Try it>
Where in the data below does the word "keypoint" appear? Copy every line that has it.
*** Source information ***
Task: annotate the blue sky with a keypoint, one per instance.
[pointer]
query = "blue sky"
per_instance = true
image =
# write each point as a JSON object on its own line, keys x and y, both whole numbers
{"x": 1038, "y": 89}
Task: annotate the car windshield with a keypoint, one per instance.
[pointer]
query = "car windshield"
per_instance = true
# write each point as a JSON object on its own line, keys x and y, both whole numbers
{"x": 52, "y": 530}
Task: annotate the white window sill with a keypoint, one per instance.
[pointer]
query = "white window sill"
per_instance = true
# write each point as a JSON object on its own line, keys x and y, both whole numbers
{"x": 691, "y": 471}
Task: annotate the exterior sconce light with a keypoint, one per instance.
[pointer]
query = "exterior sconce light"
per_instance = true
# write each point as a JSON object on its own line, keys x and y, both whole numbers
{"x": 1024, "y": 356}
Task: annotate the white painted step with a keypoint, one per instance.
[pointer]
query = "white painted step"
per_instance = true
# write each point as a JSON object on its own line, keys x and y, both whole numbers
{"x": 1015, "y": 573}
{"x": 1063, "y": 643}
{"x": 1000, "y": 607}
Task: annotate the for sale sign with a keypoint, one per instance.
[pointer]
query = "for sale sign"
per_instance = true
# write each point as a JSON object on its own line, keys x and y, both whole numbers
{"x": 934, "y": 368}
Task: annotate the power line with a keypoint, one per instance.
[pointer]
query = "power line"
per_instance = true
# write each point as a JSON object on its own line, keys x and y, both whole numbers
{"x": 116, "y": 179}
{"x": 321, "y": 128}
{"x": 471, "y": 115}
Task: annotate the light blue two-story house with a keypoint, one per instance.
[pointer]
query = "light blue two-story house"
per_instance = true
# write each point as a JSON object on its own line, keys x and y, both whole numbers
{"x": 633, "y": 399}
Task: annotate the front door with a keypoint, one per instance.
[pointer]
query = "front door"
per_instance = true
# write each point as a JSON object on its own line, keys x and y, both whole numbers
***
Exercise result>
Task: annotate the blue sky with a keypoint, one per instance.
Task: annotate the car windshield with a keypoint, one per instance.
Task: annotate the white window sill with a keypoint, one per instance.
Task: annotate the exterior sconce light with a keypoint, one per instance.
Task: annotate the white painted step with a keypoint, one per instance.
Task: annotate the for sale sign with a keypoint, one per instance.
Task: annotate the power line with a keypoint, one per instance.
Task: annotate the light blue two-story house with a keypoint, one per instance.
Task: annotate the front door with a keypoint, one per instance.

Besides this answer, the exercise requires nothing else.